Start
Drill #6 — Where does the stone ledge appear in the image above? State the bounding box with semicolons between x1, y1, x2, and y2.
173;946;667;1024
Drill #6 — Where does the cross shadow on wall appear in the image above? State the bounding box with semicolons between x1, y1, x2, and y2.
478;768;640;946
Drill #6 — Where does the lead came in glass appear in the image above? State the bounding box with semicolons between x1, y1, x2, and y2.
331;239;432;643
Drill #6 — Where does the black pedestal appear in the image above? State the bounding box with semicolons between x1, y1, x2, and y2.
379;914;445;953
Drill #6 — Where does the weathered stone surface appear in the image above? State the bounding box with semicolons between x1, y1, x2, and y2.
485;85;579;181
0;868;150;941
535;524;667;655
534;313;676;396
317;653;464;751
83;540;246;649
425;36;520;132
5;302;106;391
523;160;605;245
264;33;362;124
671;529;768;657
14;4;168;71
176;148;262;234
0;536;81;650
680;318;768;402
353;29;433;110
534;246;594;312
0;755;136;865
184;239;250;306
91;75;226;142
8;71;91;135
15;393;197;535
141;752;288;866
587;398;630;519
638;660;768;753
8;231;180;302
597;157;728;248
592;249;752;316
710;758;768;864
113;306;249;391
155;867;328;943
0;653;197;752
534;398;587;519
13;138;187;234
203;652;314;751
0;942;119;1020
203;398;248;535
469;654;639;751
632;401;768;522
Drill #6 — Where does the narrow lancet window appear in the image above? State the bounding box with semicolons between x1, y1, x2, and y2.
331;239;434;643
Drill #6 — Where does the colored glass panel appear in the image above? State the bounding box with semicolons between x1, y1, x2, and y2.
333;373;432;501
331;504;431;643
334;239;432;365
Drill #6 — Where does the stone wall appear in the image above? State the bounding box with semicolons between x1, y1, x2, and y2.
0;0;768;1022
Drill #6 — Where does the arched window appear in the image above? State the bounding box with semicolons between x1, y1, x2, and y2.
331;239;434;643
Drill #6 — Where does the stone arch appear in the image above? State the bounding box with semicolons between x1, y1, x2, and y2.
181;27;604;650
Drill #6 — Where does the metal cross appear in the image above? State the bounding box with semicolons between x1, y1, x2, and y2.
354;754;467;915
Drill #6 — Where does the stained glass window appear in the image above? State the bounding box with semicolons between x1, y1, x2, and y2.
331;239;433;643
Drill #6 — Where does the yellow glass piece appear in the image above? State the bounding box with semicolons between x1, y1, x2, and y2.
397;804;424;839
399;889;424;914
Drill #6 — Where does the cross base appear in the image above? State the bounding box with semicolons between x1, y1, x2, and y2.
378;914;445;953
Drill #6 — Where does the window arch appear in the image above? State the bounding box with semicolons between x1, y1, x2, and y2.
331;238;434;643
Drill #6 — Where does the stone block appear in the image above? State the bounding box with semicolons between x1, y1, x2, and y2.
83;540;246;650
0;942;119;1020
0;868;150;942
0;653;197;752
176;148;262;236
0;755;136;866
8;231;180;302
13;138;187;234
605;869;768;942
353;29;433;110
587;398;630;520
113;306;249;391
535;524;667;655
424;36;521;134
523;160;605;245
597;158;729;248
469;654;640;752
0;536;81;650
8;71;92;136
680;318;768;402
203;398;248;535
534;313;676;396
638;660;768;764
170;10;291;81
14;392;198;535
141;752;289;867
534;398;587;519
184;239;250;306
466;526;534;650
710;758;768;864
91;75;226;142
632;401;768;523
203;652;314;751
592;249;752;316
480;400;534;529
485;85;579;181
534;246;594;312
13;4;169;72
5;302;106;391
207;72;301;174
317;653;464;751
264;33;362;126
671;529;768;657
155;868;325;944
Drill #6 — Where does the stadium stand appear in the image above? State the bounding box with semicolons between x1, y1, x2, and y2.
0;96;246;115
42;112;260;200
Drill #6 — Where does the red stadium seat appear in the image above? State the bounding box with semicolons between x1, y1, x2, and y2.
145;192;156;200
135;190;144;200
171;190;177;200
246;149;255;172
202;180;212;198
End
* **WRITTEN INSTRUCTION**: Convert every line above into a JSON array of strings, one string per line, skipping any blank lines.

* **ANSWER TO THE PROBLEM**:
[
  "Drill #6 — Where does the stone ledge appear in the image above? State the bounding box with semicolons between x1, y1, x2, and y2.",
  "173;946;667;1024",
  "Drill #6 — Where does the cross shadow on wall appear in the image above? State the bounding box with semicolons between x1, y1, x2, and y2.",
  "478;768;640;946",
  "Drill #6 — Where does the lead came in glass appear in the image above? State the bounding box with semicolons between x1, y1, x2, and y2.",
  "331;239;432;643",
  "Drill #6 — Where does the black pedestal appear in the image above? State the bounding box with semicolons between x1, y1, x2, and y2.",
  "379;914;445;953",
  "Drill #6 — Where does the weathered stone surface appear in the image above? State the bounding box with semicolons between x1, y1, x2, and y2.",
  "485;85;579;181",
  "0;868;150;941",
  "535;524;667;655",
  "534;313;676;396",
  "317;653;464;751",
  "83;540;246;649",
  "425;36;520;132",
  "5;302;106;391",
  "523;160;605;245",
  "264;33;362;124",
  "671;529;768;657",
  "14;4;168;71",
  "176;148;262;234",
  "0;536;81;650",
  "680;318;768;402",
  "353;29;433;110",
  "534;246;594;312",
  "0;755;136;865",
  "184;239;250;306",
  "91;75;226;142",
  "8;71;91;135",
  "15;393;197;535",
  "141;752;288;866",
  "587;398;630;519",
  "638;660;768;753",
  "8;231;180;302",
  "597;157;728;248",
  "592;249;752;316",
  "710;758;768;864",
  "113;306;249;391",
  "155;867;328;943",
  "0;653;197;752",
  "534;398;587;519",
  "13;138;187;234",
  "203;652;314;751",
  "0;942;119;1020",
  "203;398;248;535",
  "469;654;639;751",
  "632;401;768;522",
  "Drill #6 — Where does the narrow lancet window appear in the image above? State the bounding box with semicolons between x1, y1, x2, and y2.",
  "331;239;434;643",
  "Drill #6 — Where does the colored glass panel appear in the image above? State the bounding box with semicolons between x1, y1, x2, and y2.",
  "333;373;432;501",
  "331;504;431;643",
  "334;239;432;365",
  "Drill #6 — Where does the stone wall appear in the image above? State the bounding box with semicolons between x1, y1, x2, and y2.",
  "0;0;768;1022",
  "Drill #6 — Where does the arched window appear in the image above? State the bounding box with semicolons between x1, y1, x2, and y2.",
  "331;239;434;643",
  "Drill #6 — Where does the stone arch appear in the image above? State the bounding box with semicolons between x1, y1, x2, and y2.",
  "181;27;604;650",
  "Drill #6 — Where does the metal cross appear in the image above? State the bounding box with semicolons between x1, y1, x2, and y2.",
  "354;754;467;915",
  "Drill #6 — Where does the stained glass window appear in the image above? State the bounding box with semicolons between x1, y1, x2, and y2.",
  "331;239;433;643",
  "Drill #6 — Where does the yellow glass piece appear in the image above? State the bounding box with semicolons between x1, y1, x2, and y2.",
  "397;804;424;839",
  "399;889;424;914",
  "Drill #6 — Where does the cross base appear in the image above? State the bounding box with semicolons between x1, y1, x2, and y2.",
  "378;914;445;953",
  "Drill #6 — Where does the window arch appear in the image above? State the bounding box with semicolons between x1, y1, x2, and y2.",
  "331;238;434;643",
  "Drill #6 — Where does the stone block appear in the image above? State the bounding box with semicolons between x1, y1, x2, and y2.",
  "83;540;246;650",
  "0;942;119;1020",
  "0;868;150;942",
  "0;653;197;752",
  "176;148;262;236",
  "0;755;136;866",
  "8;231;180;302",
  "13;138;187;234",
  "605;869;768;942",
  "353;29;433;110",
  "587;398;630;520",
  "113;306;249;391",
  "535;524;667;655",
  "424;36;521;134",
  "523;160;605;245",
  "597;158;729;248",
  "469;654;640;752",
  "0;536;81;650",
  "8;71;92;136",
  "680;318;768;402",
  "203;398;248;535",
  "534;313;676;396",
  "638;660;768;764",
  "170;10;291;81",
  "14;392;198;535",
  "141;752;289;867",
  "534;398;587;519",
  "184;239;250;306",
  "466;526;534;650",
  "710;758;768;864",
  "91;75;226;142",
  "632;401;768;523",
  "203;652;314;751",
  "592;249;752;316",
  "480;400;534;529",
  "485;85;579;181",
  "534;246;594;312",
  "13;4;169;72",
  "5;302;106;391",
  "207;72;301;174",
  "317;653;464;751",
  "264;33;362;126",
  "671;529;768;657",
  "155;868;325;944",
  "Drill #6 — Where does the stadium stand appear in the image above? State the bounding box with semicolons between x1, y1, x2, and y2.",
  "0;96;246;115",
  "42;112;260;200",
  "Drill #6 — Where does the red stadium seat appear in the image above? State the bounding box with semicolons between x1, y1, x2, and y2.",
  "145;192;156;200",
  "135;190;144;200",
  "171;190;177;200",
  "246;149;255;172",
  "202;180;212;198"
]